Cinsel sorunların çözümleri nedir? Tedavi yöntemleri?

Sebebe ve hastanın genel durumuna göre belirlenen ilaç veya vakum gibi cihazlı terapilerden, psikoterapiye kadar uzanan bir tedavi yelpazesi var. Önemli olan sorunun doğru teşhis edilerek, doğru tedavinin bu sebebe göre uygulanmasıdır. Kadın cinselliği, erkek cinselliğiyle kıyaslandığında çok daha kapalı kutu olarak tarif edilen bir mekanizma. Kadının olumsuz cinselliği, bir çok faktöre bağlı problemlerden oluşuyor. Böyle komplike olduğu için jinekologlar, androloglar, psikologlar birlikte ele alıyor kadın cinselliğini. Erkeklerde de yine ağız yoluyla alınan haplar, enjeksiyon tedavisi, vakum cihazları, hormon tedavisi, penil protez ve psikoterapi gibi tedavi çeşitlerinden en uygununa doktor karar vermelidir. Son zamanlarda özellikle gençlerin bir doktora başvurmadan ağızdan alınan tabletleri kullandığı görülüyor. Bu ilaçlardan performans arttırıcı etki bekliyorlar, oysa bu ilaçlar afrodizyak değil. Bu ilacı alıp da performansında hiçbir değişiklik olmayan gençler daha da büyük bunalıma giriyor.

**Yapılacak iş:**
Cinsel sorunların tedavi yöntemlerini anlatan metni, son cümlesinden sonra gelecek kısmı yazarak sürdür.

(Gönderim ifadesi işaretleme verileri)

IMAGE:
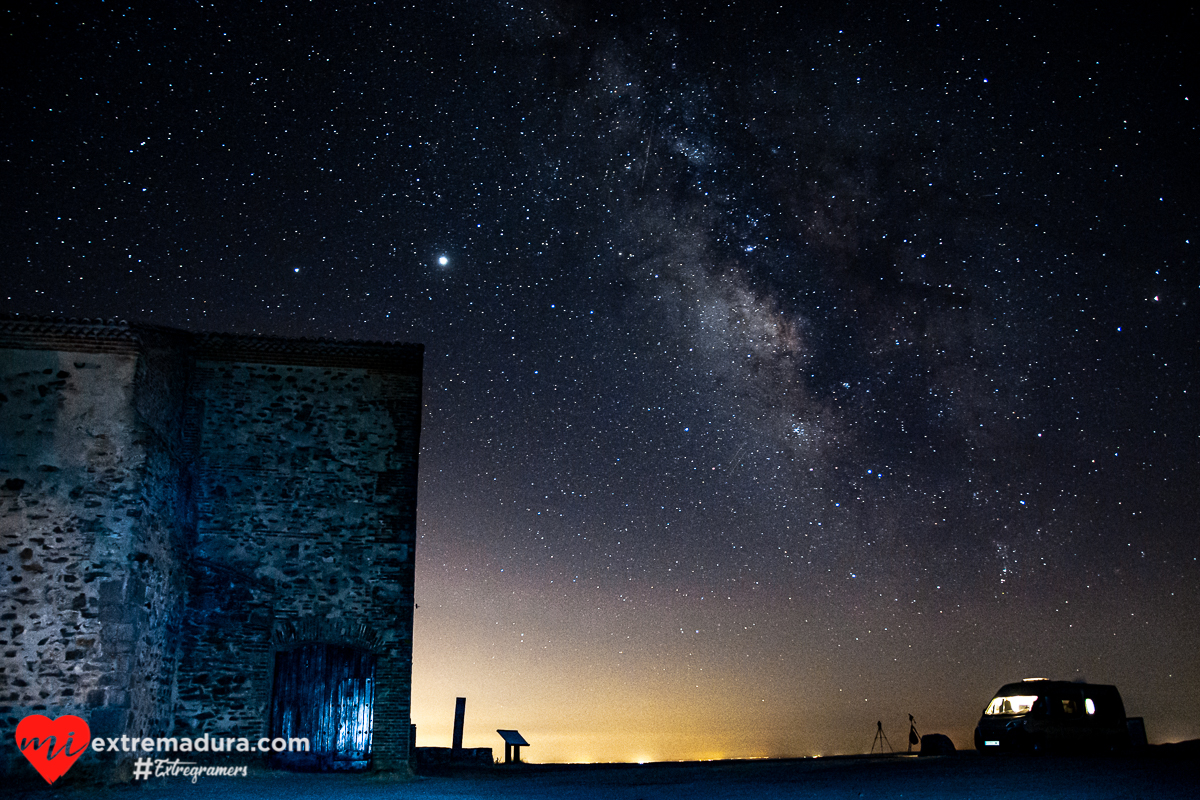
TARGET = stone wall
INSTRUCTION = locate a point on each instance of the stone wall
(91, 577)
(305, 500)
(175, 509)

**Sonuç:**
Cinsel sorun yaşayan çiftlerde bir artış var mı

Dünya genelinde 152 milyon erkek tekrarlayan cinsel fonksiyon sorunları yaşıyor. Bu rakamın 2025 yılında 222 milyonu bulması bekleniyor. Sebep olarak da beslenme ve yaşam tarzındaki değişikliklerden strese kadar birçok faktörün etkili olduğu düşünülüyor. Özellikle de sigara, alkol, uyuşturucu gibi alışkanlıklar bu sorunları artırıyor. Cinsel sorunlar zamanında hekime başvurulmadığında çözülmesi daha zorlaşan sorunlardır. Bütün normal koşullarında, cinsel istek olduğu halde, en az üç ay içinde 8-10 kez başarısızlık yaşanmışsa hekime gitmek gerekir. Yani hayatının belirli bir döneminde tek bir kez başarısız olan insanın hemen doktora koşması gerekmiyor. Ancak bu durum üç-altı ay devam ederse doktora başvurmalı. Cinsel terapi programı, ortalama 6 - 10 seans sürer. Özellikle cinsel birleşmeyi engelleyen vajinismus, erken boşalma, sertleşme bozukluğu gibi cinsel işlev bozukluklarının iyileştirilmesinde son derece başarılı sonuçlar elde edilmekte. Merkezlere başvuran, cinsel terapi uygulanan ve tedavisini sürdüren kişilerin yüzde 90'ında düzelme sağlanabiliyor.